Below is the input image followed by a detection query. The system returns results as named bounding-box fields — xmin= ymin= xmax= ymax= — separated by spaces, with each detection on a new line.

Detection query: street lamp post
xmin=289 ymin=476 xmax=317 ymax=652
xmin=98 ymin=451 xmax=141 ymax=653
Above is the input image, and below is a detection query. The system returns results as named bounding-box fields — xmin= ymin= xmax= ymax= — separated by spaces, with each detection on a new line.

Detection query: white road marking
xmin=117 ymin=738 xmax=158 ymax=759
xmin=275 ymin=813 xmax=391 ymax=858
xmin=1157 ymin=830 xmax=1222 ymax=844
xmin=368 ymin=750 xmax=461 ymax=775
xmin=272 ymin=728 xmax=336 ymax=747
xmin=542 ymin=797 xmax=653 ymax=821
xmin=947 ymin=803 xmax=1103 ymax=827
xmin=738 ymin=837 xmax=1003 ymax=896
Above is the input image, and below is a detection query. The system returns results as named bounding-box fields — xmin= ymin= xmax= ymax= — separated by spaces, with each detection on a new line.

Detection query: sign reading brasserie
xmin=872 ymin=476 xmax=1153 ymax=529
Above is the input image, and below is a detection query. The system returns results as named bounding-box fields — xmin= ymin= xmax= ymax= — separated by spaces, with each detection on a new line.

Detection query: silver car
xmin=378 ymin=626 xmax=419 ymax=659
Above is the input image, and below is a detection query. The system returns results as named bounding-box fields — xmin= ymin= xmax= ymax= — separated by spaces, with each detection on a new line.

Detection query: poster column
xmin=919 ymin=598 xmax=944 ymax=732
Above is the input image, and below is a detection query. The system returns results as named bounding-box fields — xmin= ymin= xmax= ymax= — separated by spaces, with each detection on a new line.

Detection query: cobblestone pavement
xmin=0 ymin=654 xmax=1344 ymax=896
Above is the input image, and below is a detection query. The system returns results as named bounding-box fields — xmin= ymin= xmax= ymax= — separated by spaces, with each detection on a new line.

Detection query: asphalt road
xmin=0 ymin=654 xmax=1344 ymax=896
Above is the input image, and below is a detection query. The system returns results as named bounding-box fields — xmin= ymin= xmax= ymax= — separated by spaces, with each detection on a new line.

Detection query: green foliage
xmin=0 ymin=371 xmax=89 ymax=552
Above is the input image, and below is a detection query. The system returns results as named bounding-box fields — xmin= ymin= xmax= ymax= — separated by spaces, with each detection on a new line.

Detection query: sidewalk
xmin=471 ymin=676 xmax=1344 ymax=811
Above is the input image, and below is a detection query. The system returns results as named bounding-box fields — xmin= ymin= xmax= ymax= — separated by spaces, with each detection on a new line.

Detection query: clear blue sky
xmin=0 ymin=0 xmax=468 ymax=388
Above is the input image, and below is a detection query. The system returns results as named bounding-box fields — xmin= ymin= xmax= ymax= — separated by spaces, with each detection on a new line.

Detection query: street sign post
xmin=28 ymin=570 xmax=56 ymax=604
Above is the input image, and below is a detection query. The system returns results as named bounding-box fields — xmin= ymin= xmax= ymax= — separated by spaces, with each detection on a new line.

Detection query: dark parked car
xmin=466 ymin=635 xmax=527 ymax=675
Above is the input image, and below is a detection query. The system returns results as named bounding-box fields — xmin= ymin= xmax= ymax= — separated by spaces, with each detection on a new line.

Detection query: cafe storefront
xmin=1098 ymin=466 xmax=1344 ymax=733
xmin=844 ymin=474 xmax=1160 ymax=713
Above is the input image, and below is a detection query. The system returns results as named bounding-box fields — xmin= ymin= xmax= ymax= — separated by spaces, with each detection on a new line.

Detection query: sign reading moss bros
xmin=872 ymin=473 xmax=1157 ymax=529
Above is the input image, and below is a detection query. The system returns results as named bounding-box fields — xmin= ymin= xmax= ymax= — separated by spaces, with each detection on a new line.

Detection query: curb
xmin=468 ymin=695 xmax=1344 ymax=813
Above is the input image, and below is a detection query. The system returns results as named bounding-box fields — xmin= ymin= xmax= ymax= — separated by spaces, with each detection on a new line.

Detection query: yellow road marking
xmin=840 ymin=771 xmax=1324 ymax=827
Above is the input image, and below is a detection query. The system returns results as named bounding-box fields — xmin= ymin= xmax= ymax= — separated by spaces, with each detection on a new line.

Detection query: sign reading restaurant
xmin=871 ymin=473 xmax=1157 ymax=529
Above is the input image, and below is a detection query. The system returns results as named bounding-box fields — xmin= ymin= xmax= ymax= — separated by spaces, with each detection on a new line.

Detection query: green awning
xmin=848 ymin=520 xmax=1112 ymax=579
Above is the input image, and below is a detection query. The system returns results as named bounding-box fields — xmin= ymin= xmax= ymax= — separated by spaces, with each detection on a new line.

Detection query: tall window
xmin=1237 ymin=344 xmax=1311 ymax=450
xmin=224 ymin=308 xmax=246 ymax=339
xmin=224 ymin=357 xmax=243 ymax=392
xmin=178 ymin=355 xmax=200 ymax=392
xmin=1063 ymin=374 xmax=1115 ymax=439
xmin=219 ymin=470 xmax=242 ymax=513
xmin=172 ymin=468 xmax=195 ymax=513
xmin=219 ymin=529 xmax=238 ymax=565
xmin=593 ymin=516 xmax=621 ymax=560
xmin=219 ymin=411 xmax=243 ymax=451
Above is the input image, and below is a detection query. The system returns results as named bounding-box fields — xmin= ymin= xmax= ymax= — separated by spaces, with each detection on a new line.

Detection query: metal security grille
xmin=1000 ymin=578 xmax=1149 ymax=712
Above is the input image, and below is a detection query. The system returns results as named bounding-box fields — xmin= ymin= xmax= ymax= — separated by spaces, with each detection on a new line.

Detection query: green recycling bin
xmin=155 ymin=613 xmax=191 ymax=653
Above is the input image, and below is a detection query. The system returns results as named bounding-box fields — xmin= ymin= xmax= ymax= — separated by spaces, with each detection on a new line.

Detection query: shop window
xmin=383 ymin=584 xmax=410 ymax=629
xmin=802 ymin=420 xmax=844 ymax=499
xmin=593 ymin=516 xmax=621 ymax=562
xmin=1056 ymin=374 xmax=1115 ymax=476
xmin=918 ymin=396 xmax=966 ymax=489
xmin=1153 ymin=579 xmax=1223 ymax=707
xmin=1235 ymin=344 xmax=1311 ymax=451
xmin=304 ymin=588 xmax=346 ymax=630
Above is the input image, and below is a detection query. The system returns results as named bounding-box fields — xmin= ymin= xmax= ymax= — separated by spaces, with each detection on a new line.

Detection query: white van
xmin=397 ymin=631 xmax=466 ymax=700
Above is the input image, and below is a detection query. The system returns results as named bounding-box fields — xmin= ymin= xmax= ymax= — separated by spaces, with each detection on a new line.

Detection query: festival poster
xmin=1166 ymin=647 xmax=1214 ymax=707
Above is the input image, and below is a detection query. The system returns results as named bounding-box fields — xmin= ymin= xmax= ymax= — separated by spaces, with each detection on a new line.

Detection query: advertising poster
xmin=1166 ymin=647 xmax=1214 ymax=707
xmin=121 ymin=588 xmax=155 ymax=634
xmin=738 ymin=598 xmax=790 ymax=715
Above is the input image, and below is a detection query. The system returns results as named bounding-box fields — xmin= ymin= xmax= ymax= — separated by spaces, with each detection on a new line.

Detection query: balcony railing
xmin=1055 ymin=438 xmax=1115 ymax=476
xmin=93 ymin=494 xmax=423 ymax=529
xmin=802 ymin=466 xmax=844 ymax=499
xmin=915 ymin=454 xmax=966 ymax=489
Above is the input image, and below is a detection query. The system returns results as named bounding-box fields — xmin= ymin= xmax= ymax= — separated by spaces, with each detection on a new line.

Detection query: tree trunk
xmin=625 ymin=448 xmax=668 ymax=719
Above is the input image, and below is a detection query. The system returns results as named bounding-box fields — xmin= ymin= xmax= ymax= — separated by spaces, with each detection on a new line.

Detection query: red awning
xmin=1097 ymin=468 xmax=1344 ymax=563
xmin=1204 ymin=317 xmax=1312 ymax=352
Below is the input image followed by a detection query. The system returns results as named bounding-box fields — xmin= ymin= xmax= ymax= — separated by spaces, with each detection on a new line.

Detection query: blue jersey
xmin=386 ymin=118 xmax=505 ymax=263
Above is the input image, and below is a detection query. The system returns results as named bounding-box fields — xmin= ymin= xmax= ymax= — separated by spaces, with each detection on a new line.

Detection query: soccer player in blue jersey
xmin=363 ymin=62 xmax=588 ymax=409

------------------------------

Rewrite the entries above from their very first line through the line containing "xmin=738 ymin=837 xmax=1003 ymax=896", both ends included, keeping the requests unchanged. In the answers, multiply every bounding-box coordinate by 0.65 and round each result to a whole number, with halves rounded up.

Task solution
Below is the input image followed by a detection query. The system returns results as named bounding-box fields — xmin= ymin= xmax= ymax= — separated by spaces, with each detection on a new line.

Detection query: street lamp post
xmin=188 ymin=309 xmax=206 ymax=424
xmin=64 ymin=293 xmax=92 ymax=424
Above is the input image, and below is a detection query. The system returns results as named bounding-box fields — xmin= ymin= xmax= ymax= — separated by spaces, with each detection on a new line.

Detection query: white road marking
xmin=76 ymin=480 xmax=103 ymax=493
xmin=179 ymin=528 xmax=254 ymax=558
xmin=752 ymin=540 xmax=794 ymax=549
xmin=239 ymin=488 xmax=300 ymax=504
xmin=177 ymin=473 xmax=218 ymax=486
xmin=352 ymin=518 xmax=424 ymax=534
xmin=616 ymin=522 xmax=717 ymax=538
xmin=480 ymin=544 xmax=652 ymax=582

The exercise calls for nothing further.